Report each of the lines below that contains the string "house" and copy every one in full. Case counts.

* EXERCISE MATERIAL *
BEGIN
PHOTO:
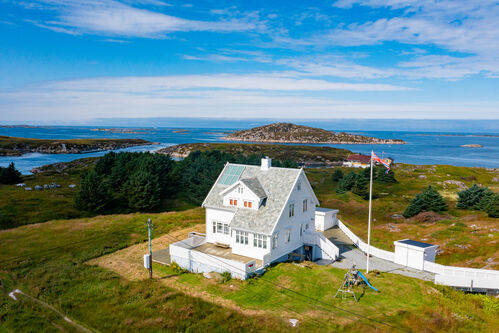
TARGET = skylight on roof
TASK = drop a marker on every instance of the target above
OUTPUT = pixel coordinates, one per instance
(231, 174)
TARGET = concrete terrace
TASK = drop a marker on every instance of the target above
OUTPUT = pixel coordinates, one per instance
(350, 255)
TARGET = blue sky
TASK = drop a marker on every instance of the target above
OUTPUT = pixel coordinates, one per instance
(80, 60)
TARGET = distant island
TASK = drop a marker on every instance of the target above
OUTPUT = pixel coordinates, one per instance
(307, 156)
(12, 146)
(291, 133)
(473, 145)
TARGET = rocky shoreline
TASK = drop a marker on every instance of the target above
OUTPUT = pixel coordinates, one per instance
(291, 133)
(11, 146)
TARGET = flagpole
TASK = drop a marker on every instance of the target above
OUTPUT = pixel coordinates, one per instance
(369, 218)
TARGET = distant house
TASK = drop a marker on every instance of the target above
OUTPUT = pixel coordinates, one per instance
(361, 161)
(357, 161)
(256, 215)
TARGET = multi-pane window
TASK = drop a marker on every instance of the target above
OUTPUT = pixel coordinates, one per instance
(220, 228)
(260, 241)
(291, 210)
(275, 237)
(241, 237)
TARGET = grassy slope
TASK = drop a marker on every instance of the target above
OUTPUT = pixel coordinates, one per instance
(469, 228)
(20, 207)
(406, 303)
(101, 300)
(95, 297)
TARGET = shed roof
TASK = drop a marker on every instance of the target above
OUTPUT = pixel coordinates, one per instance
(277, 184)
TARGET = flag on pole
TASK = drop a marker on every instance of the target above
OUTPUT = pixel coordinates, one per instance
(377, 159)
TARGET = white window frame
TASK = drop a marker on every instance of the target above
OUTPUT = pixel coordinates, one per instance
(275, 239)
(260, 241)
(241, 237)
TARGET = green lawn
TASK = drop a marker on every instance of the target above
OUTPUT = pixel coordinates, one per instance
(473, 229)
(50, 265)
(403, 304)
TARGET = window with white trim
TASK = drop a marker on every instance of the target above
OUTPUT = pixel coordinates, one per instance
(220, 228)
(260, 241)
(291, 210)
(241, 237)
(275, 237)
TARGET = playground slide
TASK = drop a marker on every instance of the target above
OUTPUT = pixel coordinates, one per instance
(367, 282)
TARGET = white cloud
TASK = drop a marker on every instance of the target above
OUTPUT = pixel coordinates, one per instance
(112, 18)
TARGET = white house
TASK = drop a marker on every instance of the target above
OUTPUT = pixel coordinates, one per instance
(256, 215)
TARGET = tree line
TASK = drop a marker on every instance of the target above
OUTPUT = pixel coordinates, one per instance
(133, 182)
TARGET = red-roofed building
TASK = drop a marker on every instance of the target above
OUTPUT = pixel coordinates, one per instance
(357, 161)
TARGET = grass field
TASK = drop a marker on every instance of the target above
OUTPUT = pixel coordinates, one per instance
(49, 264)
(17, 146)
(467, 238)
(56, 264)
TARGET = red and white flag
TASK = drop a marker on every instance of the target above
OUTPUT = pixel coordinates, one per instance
END
BEGIN
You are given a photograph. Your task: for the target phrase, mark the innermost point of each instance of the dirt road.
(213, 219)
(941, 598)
END
* REPLY TO THE EXERCISE *
TARGET = distant house
TARGET = white house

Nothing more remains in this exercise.